**ОТРЫВОК**
******
Судя по отчетам сексотов, адептами позиций, диаметрально противоположных испытывавшим «предчувствие свободы», неизменно остаются А. Сурков, К. Симонов и Дм. Поликарпов. Позднее, в 1950-х годах, именно они окажутся среди наиболее активных противников Пастернака и его романа. В отличие от товарищей по перу Пастернак оказался единственным, кто сумел написать — вопреки всем обстоятельствам — свободный роман. Те же, кто в 1943–1944 годах лелеял подобную надежду, в 1956–1958 годах могли быть ущемлены чувством зависти и неприязни к успешному сопернику.

Неудивительно, что в конце войны Дмитрий Поликарпов, который в 1956–1958 годах, судя по документам и воспоминаниям О. В. Ивинской, становится главным гонителем поэта, составляет записку ЦК ВКП(б) о журнале «Знамя», где с недовольством цитирует статью П. А. Антокольского о Пастернаке:

Обращает на себя внимание и восторженная статья П. Антокольского о Борисе Пастернаке (Знамя, 1943, № 9–10). Павел Антокольский, всячески преувеличивая и раздувая место и значение Пастернака в советской поэзии, пишет: «Пастернак, всю жизнь имевший дело с „естественностью“, добиваясь ее крайнего напряжения, поэт потрясающе искренний, поражал нас молниями своих догадок… Таким он живет среди нас, изумительный лирик, для которого каждая весна — мировое событие, как в ранней юности». И далее: «…Все в нем интригует, очаровывает, не дает последнего ответа, и опять и опять обещает очаровывать»[283].

По окончании войны советское руководство, разделавшись с внешней угрозой, приступило к искоренению тех настроений в среде интеллигенции, которые зафиксированы в процитированных донесениях сотрудников госбезопасности. Как объяснял в позднейших воспоминаниях К. Симонов, постановление ЦК ВКП(б) 1946 года «О журналах „Звезда“ и „Ленинград“» было средством поставить на место строптивую интеллигенцию и показать, что партия будет как и прежде контролировать литературу:

прочно взять в руки немножко выпущенную из рук интеллигенцию, пресечь в ней иллюзии, указать ей на ее место в обществе и напомнить, что задачи, поставленные перед ней, будут формулироваться так же ясно и определенно, как они формулировались и раньше, до войны, во время которой задрали хвосты не только некоторые генералы, но и некоторые интеллигенты[284].
******
[Записи из набора с точечной разметкой]
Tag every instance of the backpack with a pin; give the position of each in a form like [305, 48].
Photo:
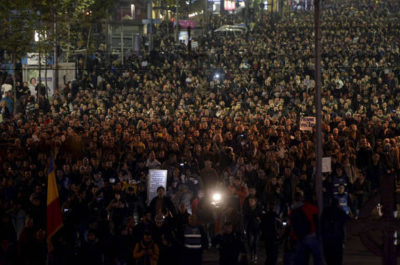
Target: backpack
[300, 224]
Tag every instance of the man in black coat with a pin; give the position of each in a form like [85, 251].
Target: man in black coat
[162, 205]
[231, 246]
[333, 222]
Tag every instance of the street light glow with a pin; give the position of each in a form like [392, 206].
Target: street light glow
[217, 197]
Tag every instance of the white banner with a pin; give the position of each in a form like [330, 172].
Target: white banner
[307, 123]
[155, 179]
[326, 164]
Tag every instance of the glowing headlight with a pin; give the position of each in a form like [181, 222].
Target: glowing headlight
[217, 197]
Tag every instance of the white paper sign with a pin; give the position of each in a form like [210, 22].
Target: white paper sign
[326, 164]
[155, 179]
[307, 123]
******
**ЗАДАНИЯ**
- a) Изложите отрывок о Пастернаке и его противниках в двух предложениях.
- b) Верните из отрывка о Пастернаке фрагмент, который открывается словами, содержащими «По окончании войны», и заканчивается словами «и некоторые интеллигенты[284].».
- c) Продолжите отрывок о Пастернаке и его противниках, начав сразу после последнего приведенного в нем предложения.

**ОТВЕТЫ**
- a) По отчетам сексотов, А. Сурков, К. Симонов и Дм. Поликарпов неизменно придерживались позиций, противоположных «предчувствию свободы», а в 1950-х годах оказались среди самых активных противников Пастернака и его романа; в конце войны Поликарпов составил записку ЦК ВКП(б) о журнале «Знамя», где с недовольством цитировал статью П. А. Антокольского о Пастернаке. После войны советское руководство принялось искоренять такие настроения интеллигенции, и, как объяснял К. Симонов, постановление ЦК ВКП(б) 1946 года «О журналах „Звезда“ и „Ленинград“» служило средством поставить интеллигенцию на место и показать, что партия по-прежнему будет контролировать литературу.

- b)
По окончании войны советское руководство, разделавшись с внешней угрозой, приступило к искоренению тех настроений в среде интеллигенции, которые зафиксированы в процитированных донесениях сотрудников госбезопасности. Как объяснял в позднейших воспоминаниях К. Симонов, постановление ЦК ВКП(б) 1946 года «О журналах „Звезда“ и „Ленинград“» было средством поставить на место строптивую интеллигенцию и показать, что партия будет как и прежде контролировать литературу:

прочно взять в руки немножко выпущенную из рук интеллигенцию, пресечь в ней иллюзии, указать ей на ее место в обществе и напомнить, что задачи, поставленные перед ней, будут формулироваться так же ясно и определенно, как они формулировались и раньше, до войны, во время которой задрали хвосты не только некоторые генералы, но и некоторые интеллигенты[284].

- c)
Действительно, можно вспомнить не только содержание названных донесений, но и письма Пастернака 1941 года:

Меня раздражает все еще сохраняющийся идиотский трафарет в литературе, делах печати, цензуре и т. д. Нельзя, после того как люди нюхнули пороху и смерти, посмотрели в глаза опасности, прошли по краю бездны и пр. и пр., выдерживать их на той же глупой, бездарной и обязательной малосодержательности, которая не только на руку власти, но и по душе самим пишущим, людям в большинстве неталантливым и творчески слабосильным, с ничтожными аппетитами, даже и не подозревающими о вкусе бессмертия и удовлетворяющимися бутербродами, «зисами» и «эмками» и тартинками с двумя орденами. И это — биографии! И для этого люди рождались, росли и жили. Ты помнишь, какое у меня было настроение перед войною, как мне хотелось делать все сразу и выражать всего себя, до самых глубин. Теперь это только удесятерилось[285].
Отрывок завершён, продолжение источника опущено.